--- SEZIONE DI TESTO ---
:::
Secondo un rapporto redatto da un gruppo di vescovi cattolici e leader evangelici, si stima che circa uno ogni dodici cristiani e, in particolare, uno ogni cinque cattolici affronti il rischio di deportazione o vive con qualcuno colpito da questa situazione. Il documento, intitolato “One Part of the Body: The Potential Impact of Deportations on American Christian Families”, è stato reso pubblico il 31 marzo sul sito della Conferenza dei Vescovi Cattolici degli Stati Uniti (USCCB).

La comunità cristiana e il rischio di deportazione

Il rapporto evidenzia l’importanza della comunità cristiana come “un solo corpo”, un concetto descritto dall’apostolo Paolo, dove ogni sofferenza di un membro si riflette su tutti gli altri. Negli Stati Uniti, nonostante la maggior parte dei migranti sia legalmente presente, una parte significativa è vulnerabile a misure di deportazione che possono separare famiglie e compromettere la libertà religiosa di molti. Questo scenario è ulteriormente aggravato dalle dichiarazioni di Donald Trump durante la sua campagna elettorale, quando ha menzionato la possibilità di deportare fino a 20 milioni di migranti.
:::
--- DATI FORNITI ---
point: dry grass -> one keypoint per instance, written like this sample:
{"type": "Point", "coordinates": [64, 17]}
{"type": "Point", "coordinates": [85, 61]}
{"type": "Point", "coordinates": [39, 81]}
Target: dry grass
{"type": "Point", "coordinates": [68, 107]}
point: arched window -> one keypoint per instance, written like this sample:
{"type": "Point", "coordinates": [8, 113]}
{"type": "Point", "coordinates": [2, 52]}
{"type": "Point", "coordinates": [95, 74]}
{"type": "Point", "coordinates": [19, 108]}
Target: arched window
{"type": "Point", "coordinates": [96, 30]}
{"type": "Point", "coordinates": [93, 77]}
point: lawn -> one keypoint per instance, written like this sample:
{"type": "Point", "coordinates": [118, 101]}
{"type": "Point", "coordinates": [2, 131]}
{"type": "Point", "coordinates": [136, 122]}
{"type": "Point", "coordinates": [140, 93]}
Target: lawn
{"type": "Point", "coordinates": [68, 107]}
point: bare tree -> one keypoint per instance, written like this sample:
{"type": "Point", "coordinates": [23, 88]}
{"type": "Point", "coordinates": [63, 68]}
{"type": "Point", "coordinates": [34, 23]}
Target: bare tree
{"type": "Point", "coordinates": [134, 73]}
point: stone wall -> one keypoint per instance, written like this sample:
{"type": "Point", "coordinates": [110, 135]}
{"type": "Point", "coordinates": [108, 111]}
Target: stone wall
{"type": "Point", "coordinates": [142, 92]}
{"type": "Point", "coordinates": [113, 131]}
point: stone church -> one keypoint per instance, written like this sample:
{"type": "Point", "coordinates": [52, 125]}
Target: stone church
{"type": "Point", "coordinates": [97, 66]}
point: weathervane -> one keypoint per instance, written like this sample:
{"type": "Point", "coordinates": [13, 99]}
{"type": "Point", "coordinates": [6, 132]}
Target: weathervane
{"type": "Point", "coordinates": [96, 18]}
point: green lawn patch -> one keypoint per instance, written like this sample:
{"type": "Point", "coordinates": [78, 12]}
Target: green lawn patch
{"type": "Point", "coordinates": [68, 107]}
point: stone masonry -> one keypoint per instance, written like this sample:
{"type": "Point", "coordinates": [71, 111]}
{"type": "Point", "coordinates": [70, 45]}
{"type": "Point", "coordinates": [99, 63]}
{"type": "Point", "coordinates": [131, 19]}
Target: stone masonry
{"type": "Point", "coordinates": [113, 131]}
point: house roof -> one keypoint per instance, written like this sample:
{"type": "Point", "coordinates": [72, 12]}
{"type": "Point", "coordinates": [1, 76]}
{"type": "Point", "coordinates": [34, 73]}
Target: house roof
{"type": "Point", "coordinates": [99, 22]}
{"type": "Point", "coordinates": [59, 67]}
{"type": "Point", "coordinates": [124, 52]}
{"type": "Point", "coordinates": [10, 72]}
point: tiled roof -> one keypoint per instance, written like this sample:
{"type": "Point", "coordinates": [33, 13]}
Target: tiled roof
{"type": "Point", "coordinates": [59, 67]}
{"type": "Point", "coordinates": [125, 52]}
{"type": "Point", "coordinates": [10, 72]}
:::
Prosegui il brano sul rapporto riguardante le deportazioni e le famiglie cristiane, a partire dalla sua ultima frase. L'elenco è materiale a sé, distinto dal brano.

--- RISPOSTA ALL'ESERCIZIO ---
L’impatto sulle famiglie cristiane

Tra i migranti a rischio ci sono molti cristiani, poiché il cristianesimo è la religione predominante tra i beneficiari di programmi di protezione temporanea. Si stima che entro la fine del 2024 oltre 10 milioni di cristiani negli Stati Uniti siano vulnerabili alla deportazione, e circa 7 milioni di cittadini americani convivono con persone a rischio. Questa rete di vulnerabilità minaccia la stabilità delle famiglie e rappresenta un attacco ai diritti umani e alla libertà di culto.

La deportazione di un membro della famiglia può portare a una disgregazione profonda, e il ritorno nel paese d’origine può significare la rinuncia alla libertà religiosa, garantita dalla Costituzione americana, ma non sempre rispettata in altri stati.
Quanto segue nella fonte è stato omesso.